MAI 68, UN ANNIVERSAIRE?

À l’occasion de l’évocation des évènements de mai-juin 1968 en France, nous reproduisons ici deux tracts distribués par notre organisation à l'époque. Le mouvement de contestation, mené par les étudiants, s’est caractérisé par sa force numérique (la grève de masses), sa détermination (la violence des affrontements), sa méfiance des appareils (le refus des revendications syndicales). Cependant ses faiblesses devant les mêmes appareils, syndicaux et staliniens, l’enfermement dans les entreprises et les universités, la force de l’ouvriérisme sous toutes ses formes, en ont fait la proie de l’État et de son pilier syndical. Mieux qu’une longue analyse de "commémoration", ces textes expriment la participation et la critique de notre tendance à cette lutte.


TOUT EST POSSIBLE A LA FORCE DE
LA CLASSE OUVRIÈRE EN ACTION

Le mouvement de grèves et d’occupations d’usines consécutif à la nuit du 10 au 11 mai doit accomplir les objectifs historiques du prolétariat, devenus immédiats, ou bien il aboutira à un compromis avec le pouvoir capitaliste, au terme duquel le prolétariat se trouvera, une fois encore, esclave du capital.

Rappelez-vous juin 36 : « Il faut savoir terminer une grève » (Thorez), et pour que les ouvriers acceptent d’abandonner les usines, la concession des 40 heures de travail, qui a abouti à l’exploitation sans frein par le salaire de base, le travail à la pièce, les primes, les chronométrages, les heures supplémentaires.

L’occupation actuelle doit continuer et s’étendre à tout le système économique, banques comprises. Mais l’occupation doit prendre la forme de la « restitution des instruments de production à la société » (Marx). Or, une telle restitution ne peut se faire que par voie de la classe ouvrière elle-même. Il ne peut s’agir de rendre au capital les usines et les facultés moyennant certaines concessions, si importantes soient-elles, mais de les garder en qualité de PROPRIÉTÉ COMMUNISTE, et les METTRE en MARCHE, tout comme le mécanisme social - production, consommation, enseignement, etc. - au service de l’homme, sans exploitation. CEUX QUI PRÉPARENT UNE COMPROMISSION AVEC LE CAPITAL TRAHISSENT LA CLASSE OUVRIÈRE.

• [Données fournies]:
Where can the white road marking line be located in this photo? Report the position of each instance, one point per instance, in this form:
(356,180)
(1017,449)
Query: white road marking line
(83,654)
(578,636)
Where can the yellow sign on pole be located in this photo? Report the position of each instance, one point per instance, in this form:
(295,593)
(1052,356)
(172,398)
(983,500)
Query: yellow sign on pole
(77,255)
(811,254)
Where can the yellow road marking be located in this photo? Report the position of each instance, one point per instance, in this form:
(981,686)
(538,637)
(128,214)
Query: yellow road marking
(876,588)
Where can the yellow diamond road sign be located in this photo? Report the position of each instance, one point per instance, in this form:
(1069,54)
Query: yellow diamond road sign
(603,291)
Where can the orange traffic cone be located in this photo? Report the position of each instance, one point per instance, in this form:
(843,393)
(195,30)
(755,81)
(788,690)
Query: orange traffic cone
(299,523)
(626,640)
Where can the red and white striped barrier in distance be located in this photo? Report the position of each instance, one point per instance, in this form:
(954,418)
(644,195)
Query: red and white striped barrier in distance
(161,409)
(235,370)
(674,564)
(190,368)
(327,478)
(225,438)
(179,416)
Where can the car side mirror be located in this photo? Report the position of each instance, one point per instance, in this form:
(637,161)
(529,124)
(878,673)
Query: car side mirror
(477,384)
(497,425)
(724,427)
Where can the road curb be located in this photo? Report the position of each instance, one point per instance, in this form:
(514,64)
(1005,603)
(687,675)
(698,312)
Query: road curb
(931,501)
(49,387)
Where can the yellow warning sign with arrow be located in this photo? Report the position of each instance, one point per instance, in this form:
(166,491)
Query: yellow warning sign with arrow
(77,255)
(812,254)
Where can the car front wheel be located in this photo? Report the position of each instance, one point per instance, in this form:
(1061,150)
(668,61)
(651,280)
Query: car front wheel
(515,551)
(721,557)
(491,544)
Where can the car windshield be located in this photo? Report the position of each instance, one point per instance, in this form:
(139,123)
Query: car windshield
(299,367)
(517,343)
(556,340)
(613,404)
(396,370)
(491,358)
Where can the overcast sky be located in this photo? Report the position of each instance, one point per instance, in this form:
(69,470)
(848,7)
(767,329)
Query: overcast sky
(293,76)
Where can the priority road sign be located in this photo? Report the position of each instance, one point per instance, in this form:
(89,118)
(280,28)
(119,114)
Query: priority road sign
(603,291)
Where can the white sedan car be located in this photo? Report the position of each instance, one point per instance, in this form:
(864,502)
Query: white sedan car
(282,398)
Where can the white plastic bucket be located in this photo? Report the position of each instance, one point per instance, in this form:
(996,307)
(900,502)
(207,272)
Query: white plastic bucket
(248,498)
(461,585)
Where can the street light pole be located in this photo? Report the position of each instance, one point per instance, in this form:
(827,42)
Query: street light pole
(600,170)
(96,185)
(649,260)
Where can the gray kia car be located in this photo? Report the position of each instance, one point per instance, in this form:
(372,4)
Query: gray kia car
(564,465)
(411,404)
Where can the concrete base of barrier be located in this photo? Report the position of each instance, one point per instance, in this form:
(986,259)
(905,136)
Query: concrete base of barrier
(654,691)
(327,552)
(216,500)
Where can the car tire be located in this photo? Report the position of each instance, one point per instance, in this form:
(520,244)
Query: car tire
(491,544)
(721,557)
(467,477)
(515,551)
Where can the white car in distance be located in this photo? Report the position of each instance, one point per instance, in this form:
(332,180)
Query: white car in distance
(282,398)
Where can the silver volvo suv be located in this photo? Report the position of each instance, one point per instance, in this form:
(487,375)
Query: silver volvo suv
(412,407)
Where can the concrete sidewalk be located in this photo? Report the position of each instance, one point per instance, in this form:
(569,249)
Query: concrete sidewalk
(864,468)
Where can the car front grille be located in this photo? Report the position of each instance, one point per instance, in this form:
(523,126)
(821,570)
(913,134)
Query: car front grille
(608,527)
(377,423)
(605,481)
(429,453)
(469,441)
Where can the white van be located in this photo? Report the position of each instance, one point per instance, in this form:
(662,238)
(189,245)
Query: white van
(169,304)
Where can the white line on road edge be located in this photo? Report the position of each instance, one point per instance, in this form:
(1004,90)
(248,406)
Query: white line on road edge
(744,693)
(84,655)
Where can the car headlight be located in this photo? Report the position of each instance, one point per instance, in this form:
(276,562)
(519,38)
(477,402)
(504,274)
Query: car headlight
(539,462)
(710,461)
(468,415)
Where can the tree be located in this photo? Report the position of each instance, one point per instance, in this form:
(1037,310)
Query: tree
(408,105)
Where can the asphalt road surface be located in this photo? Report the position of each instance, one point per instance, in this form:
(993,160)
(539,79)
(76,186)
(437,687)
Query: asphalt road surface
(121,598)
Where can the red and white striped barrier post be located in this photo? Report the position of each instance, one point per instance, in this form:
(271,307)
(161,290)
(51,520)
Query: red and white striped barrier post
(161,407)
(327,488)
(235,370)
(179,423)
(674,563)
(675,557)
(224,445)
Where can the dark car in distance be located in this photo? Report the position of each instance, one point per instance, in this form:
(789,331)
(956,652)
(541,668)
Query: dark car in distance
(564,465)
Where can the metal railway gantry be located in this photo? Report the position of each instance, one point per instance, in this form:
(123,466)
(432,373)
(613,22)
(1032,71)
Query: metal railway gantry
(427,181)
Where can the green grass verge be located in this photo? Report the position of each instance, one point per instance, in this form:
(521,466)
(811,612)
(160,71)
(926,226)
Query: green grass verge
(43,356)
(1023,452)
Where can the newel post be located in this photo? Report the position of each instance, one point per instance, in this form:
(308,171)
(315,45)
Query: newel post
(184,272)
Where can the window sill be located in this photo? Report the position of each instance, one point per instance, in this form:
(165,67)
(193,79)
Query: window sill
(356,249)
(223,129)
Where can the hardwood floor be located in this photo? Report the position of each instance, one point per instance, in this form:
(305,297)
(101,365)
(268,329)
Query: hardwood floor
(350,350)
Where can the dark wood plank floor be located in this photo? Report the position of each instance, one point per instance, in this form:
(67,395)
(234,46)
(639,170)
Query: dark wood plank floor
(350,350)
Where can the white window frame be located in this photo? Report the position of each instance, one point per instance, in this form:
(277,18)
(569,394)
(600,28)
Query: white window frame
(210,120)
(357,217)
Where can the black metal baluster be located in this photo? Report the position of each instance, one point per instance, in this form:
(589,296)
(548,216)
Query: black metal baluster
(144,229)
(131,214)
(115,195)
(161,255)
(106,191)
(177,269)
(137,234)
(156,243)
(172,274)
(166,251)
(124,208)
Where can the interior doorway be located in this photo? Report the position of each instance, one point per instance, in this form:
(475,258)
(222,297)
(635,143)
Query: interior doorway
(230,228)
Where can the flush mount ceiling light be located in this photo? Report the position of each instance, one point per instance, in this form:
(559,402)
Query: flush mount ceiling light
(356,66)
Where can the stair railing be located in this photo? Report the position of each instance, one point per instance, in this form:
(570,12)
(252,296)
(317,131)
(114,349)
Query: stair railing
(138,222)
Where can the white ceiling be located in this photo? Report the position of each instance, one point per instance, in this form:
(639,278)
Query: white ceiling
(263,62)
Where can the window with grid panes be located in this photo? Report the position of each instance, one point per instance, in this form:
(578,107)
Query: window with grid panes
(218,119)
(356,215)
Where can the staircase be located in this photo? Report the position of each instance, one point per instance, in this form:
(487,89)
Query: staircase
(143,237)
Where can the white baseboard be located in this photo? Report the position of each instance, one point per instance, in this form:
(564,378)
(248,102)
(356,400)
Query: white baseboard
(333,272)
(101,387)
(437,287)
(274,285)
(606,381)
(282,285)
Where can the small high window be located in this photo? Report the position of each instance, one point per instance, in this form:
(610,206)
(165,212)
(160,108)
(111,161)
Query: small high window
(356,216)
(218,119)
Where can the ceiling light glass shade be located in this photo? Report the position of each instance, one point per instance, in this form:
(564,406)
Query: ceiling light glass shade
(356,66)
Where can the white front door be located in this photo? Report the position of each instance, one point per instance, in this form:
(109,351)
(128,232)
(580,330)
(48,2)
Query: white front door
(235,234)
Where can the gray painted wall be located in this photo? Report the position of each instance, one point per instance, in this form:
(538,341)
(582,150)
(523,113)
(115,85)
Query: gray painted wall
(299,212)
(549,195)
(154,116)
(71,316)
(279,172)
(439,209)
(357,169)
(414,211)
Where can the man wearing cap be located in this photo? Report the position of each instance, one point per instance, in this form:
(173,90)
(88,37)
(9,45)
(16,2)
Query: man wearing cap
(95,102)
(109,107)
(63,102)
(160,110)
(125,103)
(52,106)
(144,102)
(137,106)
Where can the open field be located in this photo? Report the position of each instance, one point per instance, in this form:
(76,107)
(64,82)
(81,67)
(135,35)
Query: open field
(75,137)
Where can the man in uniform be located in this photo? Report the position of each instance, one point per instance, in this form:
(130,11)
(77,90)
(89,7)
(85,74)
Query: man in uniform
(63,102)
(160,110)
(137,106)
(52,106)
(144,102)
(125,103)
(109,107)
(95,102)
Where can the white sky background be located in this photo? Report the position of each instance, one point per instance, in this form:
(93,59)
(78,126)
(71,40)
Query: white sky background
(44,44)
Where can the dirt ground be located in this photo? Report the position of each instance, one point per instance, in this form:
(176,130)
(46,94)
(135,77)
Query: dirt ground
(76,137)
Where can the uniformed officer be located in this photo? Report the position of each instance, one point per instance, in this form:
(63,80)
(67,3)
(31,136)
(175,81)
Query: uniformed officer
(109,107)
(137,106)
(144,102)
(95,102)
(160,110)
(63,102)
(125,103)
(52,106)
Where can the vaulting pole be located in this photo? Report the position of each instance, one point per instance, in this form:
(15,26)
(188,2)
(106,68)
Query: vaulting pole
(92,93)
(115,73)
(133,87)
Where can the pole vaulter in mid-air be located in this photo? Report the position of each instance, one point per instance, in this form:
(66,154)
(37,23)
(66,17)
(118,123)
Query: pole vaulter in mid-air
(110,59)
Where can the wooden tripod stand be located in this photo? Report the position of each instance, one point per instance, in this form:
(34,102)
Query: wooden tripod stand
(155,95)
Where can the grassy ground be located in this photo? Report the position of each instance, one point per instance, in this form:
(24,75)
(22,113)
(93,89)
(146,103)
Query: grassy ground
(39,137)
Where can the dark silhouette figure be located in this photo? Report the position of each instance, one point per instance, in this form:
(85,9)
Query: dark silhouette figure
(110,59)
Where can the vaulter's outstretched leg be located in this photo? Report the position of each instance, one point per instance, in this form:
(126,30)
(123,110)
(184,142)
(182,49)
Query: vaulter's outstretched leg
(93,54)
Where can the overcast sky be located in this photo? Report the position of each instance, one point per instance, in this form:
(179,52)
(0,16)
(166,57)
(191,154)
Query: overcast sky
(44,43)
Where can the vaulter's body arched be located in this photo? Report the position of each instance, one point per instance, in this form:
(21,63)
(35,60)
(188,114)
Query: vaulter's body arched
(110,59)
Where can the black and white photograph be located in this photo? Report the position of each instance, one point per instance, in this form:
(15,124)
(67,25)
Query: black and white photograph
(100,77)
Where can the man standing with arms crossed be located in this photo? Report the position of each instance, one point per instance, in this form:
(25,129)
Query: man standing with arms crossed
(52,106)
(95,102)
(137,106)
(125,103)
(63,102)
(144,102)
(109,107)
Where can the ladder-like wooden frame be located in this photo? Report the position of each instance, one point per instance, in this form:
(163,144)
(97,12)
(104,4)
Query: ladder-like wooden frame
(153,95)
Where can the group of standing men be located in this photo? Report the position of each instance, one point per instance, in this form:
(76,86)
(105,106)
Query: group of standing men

• [Travail à faire]:
a – Pouvez-vous reproduire à l'identique le passage du texte sur Mai 68 qui commence par les mots « Le mouvement de grèves » et se termine par « les heures supplémentaires. » ?
b – Quelles lignes des enregistrements contiennent la chaîne « sidewalk » ? Repérez-les et recopiez-les toutes.

• [Corrigé des exercices]:
a –
Le mouvement de grèves et d’occupations d’usines consécutif à la nuit du 10 au 11 mai doit accomplir les objectifs historiques du prolétariat, devenus immédiats, ou bien il aboutira à un compromis avec le pouvoir capitaliste, au terme duquel le prolétariat se trouvera, une fois encore, esclave du capital.

Rappelez-vous juin 36 : « Il faut savoir terminer une grève » (Thorez), et pour que les ouvriers acceptent d’abandonner les usines, la concession des 40 heures de travail, qui a abouti à l’exploitation sans frein par le salaire de base, le travail à la pièce, les primes, les chronométrages, les heures supplémentaires.

b –
Where can the concrete sidewalk be located in this photo? Report the position of each instance, one point per instance, in this form:
Query: concrete sidewalk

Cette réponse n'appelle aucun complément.